Bom, o que Ele Está de Volta (Er Ist Wieder Da), esse imperdível filme alemão - que já deveria ter sido resenhado aqui - faz é metaforizar em cima dessa ideia, ao imaginar como seria se Adolf Hitler em pessoa se materializasse na terra, mais precisamente na própria Alemanha, nos dias de hoje. Bom, é isso que acontece quando o führer acorda em um bairro alemão e percebe que não está mais num contexto de guerra - ela já se extinguiu faz 70 anos, como mostram os jornais atuais. Embasbacado com as mudanças, com a tecnologia, com a presença do povo nas ruas, Hitler (o ótimo Oliver Masucci) fará amizade com um dono de banca de jornal e, mais tarde, com um jovem jornalista fracassado, de nome Fabian (Fabian Busch), que enxerga na figura excêntrica do general nazista reencarnado, uma oportunidade de retorno ao canal de TV em que trabalhava. A sacada genial da película? Tratar tudo com um senso de humor à moda Sacha Baron Cohen, adotando um estilo documental que aproxima a obra de um realismo quase constrangedor.
#####
» Tarefas do exercício:
[A] Responda com base na resenha do filme:
(i) Qual ator interpreta Hitler?
(ii) Segundo os jornais atuais, há quantos anos a guerra havia terminado?
(iii) Que oportunidade Fabian enxerga na figura de Hitler?
[B] Diga se cada afirmação concorda com a resenha do filme e cite as palavras do texto que decidem a resposta:
(i) Hitler acorda na Alemanha.
(ii) O filme adota um estilo documental.
(iii) Fabian é um jornalista bem-sucedido.
[C] Escreva a continuação da resenha sobre o filme Ele Está de Volta a partir da última frase apresentada.
Os dados não têm nenhuma relação com este exercício.

» Dados brutos:
#####
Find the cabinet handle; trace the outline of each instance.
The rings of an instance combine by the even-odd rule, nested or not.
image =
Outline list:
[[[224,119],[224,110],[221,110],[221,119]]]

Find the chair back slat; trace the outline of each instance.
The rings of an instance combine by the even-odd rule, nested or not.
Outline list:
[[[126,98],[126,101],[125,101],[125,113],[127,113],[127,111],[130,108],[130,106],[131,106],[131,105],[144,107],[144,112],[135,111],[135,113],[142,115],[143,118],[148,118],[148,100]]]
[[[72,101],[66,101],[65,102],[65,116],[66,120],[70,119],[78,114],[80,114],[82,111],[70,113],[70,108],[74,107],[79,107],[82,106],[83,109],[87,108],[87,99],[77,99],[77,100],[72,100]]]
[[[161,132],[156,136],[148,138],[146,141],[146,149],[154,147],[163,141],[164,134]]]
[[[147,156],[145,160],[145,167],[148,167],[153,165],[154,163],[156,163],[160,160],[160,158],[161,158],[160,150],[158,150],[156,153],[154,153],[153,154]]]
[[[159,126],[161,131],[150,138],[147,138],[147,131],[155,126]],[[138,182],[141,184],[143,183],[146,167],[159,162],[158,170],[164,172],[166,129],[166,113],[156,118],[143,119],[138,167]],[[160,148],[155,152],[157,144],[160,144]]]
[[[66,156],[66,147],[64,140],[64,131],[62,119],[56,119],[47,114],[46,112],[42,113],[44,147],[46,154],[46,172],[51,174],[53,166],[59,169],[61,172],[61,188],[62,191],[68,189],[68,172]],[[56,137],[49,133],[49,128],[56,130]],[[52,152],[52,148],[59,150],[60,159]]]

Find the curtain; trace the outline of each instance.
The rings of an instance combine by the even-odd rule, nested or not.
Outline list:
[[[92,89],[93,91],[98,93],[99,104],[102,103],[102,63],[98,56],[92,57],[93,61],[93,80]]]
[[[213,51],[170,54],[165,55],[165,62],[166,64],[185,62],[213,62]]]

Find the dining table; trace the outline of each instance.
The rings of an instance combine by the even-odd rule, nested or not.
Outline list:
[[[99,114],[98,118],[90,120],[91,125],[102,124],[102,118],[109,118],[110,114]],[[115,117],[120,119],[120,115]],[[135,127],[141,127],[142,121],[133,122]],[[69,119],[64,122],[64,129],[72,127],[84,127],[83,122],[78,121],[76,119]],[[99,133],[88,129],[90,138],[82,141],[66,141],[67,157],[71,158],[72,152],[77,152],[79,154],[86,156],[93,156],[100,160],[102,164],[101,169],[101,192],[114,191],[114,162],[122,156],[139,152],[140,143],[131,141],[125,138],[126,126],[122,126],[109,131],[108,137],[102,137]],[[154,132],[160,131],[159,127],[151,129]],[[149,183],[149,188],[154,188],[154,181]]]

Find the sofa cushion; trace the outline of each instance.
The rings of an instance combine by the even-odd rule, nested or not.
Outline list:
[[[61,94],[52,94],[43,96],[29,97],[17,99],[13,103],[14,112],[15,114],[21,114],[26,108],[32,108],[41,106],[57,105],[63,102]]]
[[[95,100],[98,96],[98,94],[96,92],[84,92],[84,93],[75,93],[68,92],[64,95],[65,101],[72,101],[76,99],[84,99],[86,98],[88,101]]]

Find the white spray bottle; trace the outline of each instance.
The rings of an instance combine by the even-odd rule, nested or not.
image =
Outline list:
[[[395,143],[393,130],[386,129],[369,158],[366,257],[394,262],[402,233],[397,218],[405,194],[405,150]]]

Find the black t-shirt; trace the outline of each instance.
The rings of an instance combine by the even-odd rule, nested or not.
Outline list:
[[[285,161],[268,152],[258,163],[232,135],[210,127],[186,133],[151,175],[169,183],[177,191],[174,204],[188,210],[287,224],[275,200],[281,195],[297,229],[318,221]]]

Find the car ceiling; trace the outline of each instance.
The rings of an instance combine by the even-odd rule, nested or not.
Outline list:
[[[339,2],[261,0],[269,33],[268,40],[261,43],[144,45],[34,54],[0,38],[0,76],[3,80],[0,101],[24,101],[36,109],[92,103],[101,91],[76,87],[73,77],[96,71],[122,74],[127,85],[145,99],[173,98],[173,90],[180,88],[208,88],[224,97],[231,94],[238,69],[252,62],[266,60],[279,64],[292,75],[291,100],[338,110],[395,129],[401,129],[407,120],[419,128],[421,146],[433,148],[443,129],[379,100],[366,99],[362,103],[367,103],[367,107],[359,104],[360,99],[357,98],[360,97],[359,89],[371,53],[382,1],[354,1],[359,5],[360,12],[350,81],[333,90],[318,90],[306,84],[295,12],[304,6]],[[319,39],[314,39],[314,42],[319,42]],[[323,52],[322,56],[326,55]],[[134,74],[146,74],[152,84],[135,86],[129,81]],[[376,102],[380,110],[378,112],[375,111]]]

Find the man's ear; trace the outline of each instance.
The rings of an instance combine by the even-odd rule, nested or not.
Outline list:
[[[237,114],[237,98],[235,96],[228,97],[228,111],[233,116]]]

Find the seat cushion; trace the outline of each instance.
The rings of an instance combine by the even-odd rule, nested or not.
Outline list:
#####
» Respostas em ordem:
[A]
(i) Oliver Masucci.
(ii) Há 70 anos.
(iii) Uma oportunidade de retorno ao canal de TV em que trabalhava.

[B]
(i) Sim: "o führer acorda em um bairro alemão".
(ii) Sim: "adotando um estilo documental que aproxima a obra de um realismo quase constrangedor".
(iii) Não: "um jovem jornalista fracassado".

[C]
Com o objetivo de fazer uma espécie de esquete humorística, Fabian levará Hitler - que ele acredita ser um comediante, um tipo de Andy Kaufman que não sai nunca do papel - a cenários prosaicos, nas montanhas, na praia ou conversando com as pessoas. Mas será em um canal de TV que ele começará, de fato, a ser respaldado: com um discurso sobre a importância do patriotismo, da religião, da garantia das liberdades individuais ele começará a ganhar adeptos pela Alemanha. Viralizará quando youtubers lhe descobrirem. E encontrará eco nas ruas, quando pessoas comuns começarem a reclamar dos imigrantes que lhes tomam seus empregos e da importância da manutenção da raça branca. Com um tipo de carisma meio "torto", Hitler começará a recrutar jovens em comunidades de inceis misóginos, todos eles brancos, héteros e frustrados, com sérios problemas psicológicos e de dificuldade de relacionamento, que integram um sem fim de comunidades neonazistas que flertam com ideais nacionalistas de extrema direita e que pregam o ódio, o preconceito e a intolerância contra o diferente. Sabe o Bolsonaro dizendo que bateria em dois homens se os visse beijando na rua? Pois é, o filme mostra, de alguma forma, que o nazismo está enterrado em uma superfície bem curta, com uma parte dos alemães sonhando efetivamente com o retorno daqueles dias. Dias de uma Alemanha forte, respeitada. Sem judeus, imigrantes, pretos e outras minorias, claro.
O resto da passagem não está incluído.